### What is needed
Locate every line in the rows below that contains the word "fallen", and copy each of those lines in full.

### Input data

↓↓↓

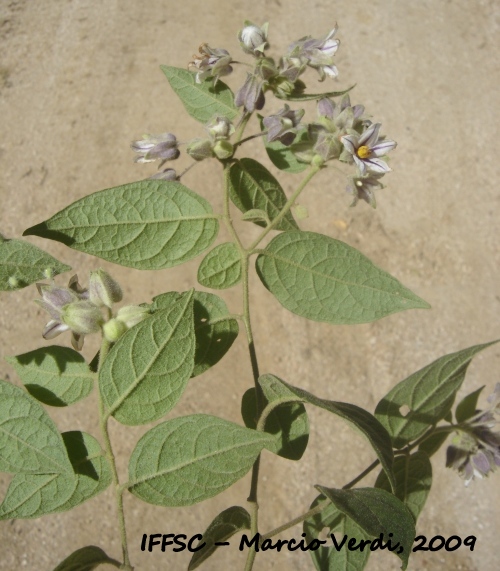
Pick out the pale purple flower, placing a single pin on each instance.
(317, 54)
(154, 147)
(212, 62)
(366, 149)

↑↑↑
↓↓↓

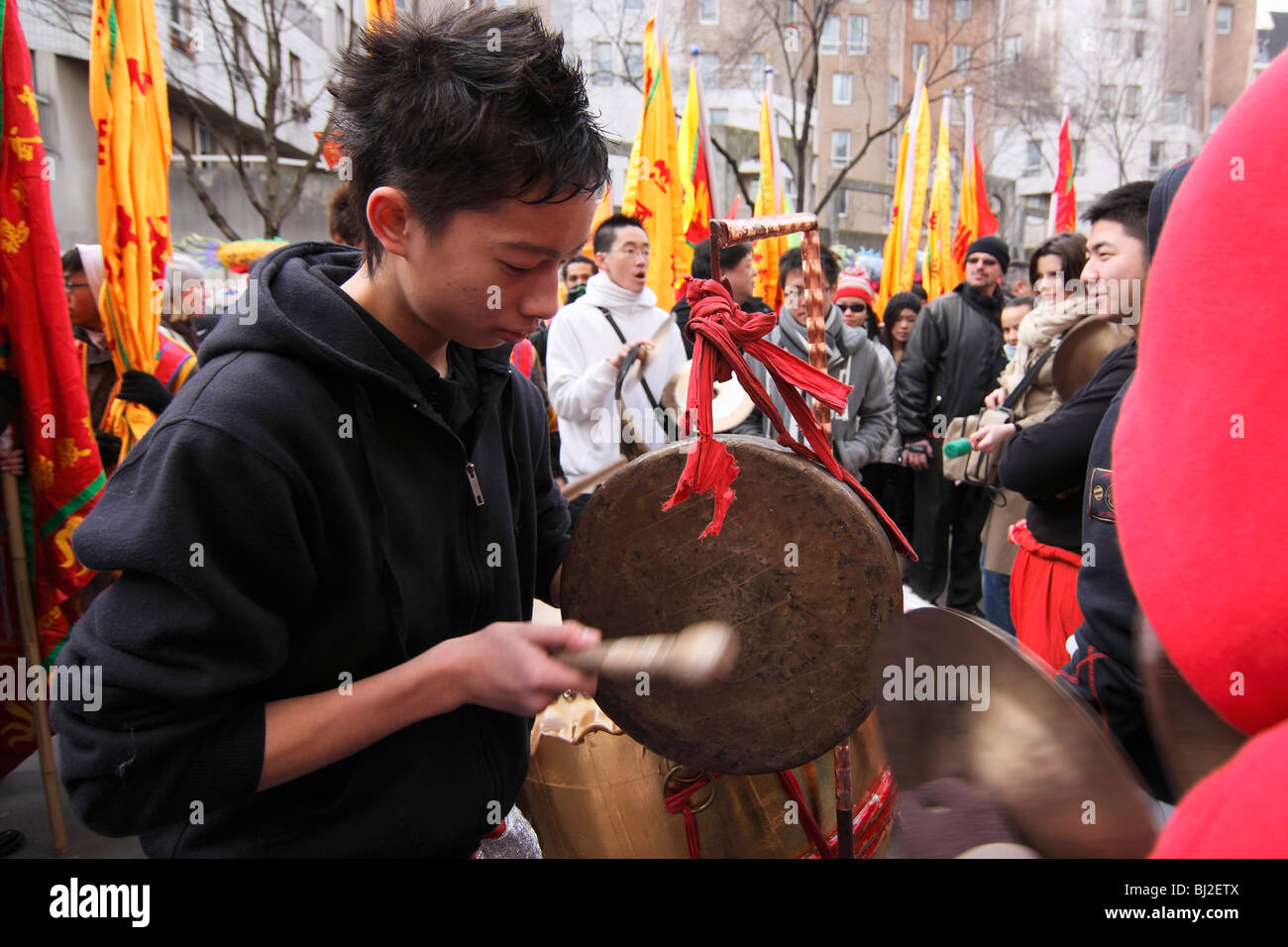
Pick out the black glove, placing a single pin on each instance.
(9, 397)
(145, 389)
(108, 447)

↑↑↑
↓↓↓

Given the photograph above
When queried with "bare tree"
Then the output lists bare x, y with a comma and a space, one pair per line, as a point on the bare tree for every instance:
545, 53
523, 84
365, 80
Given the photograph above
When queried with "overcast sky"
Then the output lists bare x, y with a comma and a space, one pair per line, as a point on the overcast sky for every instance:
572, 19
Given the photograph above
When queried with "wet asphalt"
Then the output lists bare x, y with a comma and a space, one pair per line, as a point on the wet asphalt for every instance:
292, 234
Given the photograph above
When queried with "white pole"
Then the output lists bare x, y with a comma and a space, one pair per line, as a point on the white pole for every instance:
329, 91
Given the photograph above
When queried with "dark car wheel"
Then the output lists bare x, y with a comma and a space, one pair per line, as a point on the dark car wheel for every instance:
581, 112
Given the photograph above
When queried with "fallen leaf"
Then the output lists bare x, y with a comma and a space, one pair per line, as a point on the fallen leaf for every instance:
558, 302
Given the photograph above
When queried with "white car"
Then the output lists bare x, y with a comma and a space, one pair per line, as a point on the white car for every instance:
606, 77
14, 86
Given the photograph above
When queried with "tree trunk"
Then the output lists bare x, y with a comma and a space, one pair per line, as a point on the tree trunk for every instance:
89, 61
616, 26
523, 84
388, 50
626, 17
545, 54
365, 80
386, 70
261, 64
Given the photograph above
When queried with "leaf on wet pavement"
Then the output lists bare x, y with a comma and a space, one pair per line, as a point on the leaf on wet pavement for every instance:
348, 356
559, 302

↑↑↑

### Solution to the exercise
When queried with "fallen leaf"
Then the output lists bare x, y with a comma and a space, one pair per line, as a point on the fallen leaf for every instance:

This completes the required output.